Work order -> Only lines with the word "flare" belong in the answer; copy them from the records below.

Data for this task ->
------

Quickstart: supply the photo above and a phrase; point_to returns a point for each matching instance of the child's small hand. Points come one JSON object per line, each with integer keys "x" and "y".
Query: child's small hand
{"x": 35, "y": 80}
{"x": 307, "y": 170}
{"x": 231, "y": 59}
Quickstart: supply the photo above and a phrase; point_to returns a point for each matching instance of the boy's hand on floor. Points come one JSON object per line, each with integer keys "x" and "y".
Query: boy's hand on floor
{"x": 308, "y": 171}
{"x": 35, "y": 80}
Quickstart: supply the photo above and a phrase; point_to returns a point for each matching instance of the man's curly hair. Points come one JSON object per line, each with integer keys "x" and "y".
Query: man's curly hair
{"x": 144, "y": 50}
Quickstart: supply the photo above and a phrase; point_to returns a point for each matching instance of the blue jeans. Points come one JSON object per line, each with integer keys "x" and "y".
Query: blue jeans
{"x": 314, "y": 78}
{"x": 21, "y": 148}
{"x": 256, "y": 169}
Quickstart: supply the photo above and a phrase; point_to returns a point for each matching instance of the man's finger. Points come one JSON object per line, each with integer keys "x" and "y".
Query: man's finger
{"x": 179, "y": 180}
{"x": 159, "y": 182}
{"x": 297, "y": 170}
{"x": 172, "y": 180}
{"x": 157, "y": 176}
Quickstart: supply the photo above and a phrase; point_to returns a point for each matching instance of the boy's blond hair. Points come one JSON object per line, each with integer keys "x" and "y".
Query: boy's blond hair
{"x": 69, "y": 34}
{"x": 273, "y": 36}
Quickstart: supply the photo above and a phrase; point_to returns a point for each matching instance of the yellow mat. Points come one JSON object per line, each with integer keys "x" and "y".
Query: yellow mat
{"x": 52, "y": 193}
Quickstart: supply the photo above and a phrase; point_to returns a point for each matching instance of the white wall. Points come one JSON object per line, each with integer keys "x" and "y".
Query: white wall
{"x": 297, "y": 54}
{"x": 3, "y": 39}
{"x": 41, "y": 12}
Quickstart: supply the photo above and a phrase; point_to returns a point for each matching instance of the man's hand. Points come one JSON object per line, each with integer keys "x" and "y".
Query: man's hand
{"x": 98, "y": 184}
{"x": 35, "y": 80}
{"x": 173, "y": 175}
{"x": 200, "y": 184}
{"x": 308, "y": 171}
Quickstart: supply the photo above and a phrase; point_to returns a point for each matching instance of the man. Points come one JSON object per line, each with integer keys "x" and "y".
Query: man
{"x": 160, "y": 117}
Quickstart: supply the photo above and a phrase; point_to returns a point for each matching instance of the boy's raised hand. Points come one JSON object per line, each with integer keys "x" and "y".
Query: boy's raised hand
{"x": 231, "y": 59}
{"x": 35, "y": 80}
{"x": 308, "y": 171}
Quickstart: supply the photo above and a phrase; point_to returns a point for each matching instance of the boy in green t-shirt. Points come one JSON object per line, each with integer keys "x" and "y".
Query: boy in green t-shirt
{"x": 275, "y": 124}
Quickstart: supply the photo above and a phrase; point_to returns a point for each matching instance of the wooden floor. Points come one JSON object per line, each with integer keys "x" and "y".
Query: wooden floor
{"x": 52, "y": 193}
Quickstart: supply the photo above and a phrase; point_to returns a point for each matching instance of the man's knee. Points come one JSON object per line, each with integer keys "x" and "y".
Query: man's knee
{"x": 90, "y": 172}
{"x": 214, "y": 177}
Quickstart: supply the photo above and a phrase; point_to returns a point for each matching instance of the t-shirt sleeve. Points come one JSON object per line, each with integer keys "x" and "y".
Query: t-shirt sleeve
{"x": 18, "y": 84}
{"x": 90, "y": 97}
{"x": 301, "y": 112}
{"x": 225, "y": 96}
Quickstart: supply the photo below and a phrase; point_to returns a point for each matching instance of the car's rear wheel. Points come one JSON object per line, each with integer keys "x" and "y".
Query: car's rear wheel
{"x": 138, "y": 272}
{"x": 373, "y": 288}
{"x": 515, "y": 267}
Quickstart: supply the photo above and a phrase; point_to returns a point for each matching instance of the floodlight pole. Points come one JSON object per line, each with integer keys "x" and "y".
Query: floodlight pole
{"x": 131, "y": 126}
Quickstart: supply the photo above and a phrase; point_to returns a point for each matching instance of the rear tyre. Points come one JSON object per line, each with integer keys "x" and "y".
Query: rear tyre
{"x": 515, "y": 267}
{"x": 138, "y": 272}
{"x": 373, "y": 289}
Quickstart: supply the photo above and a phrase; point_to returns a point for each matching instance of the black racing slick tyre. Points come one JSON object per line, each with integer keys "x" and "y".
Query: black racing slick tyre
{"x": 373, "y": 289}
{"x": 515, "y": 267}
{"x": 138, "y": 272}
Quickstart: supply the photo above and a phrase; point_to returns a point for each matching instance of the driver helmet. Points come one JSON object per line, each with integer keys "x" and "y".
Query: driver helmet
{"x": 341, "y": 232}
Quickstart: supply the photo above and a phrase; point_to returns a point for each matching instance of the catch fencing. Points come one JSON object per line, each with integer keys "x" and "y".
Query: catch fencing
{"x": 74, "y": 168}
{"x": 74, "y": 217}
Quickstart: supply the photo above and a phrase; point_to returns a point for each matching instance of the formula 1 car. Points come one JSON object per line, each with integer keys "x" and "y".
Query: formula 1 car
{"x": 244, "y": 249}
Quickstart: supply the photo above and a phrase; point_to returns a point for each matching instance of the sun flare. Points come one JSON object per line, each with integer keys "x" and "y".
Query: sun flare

------

Answer to the problem ->
Quickstart: supply the photo above and a phrase; point_to returns a point for each matching instance of the sun flare. Points come one JSON object per line, each with integer keys "x" and "y".
Query: sun flare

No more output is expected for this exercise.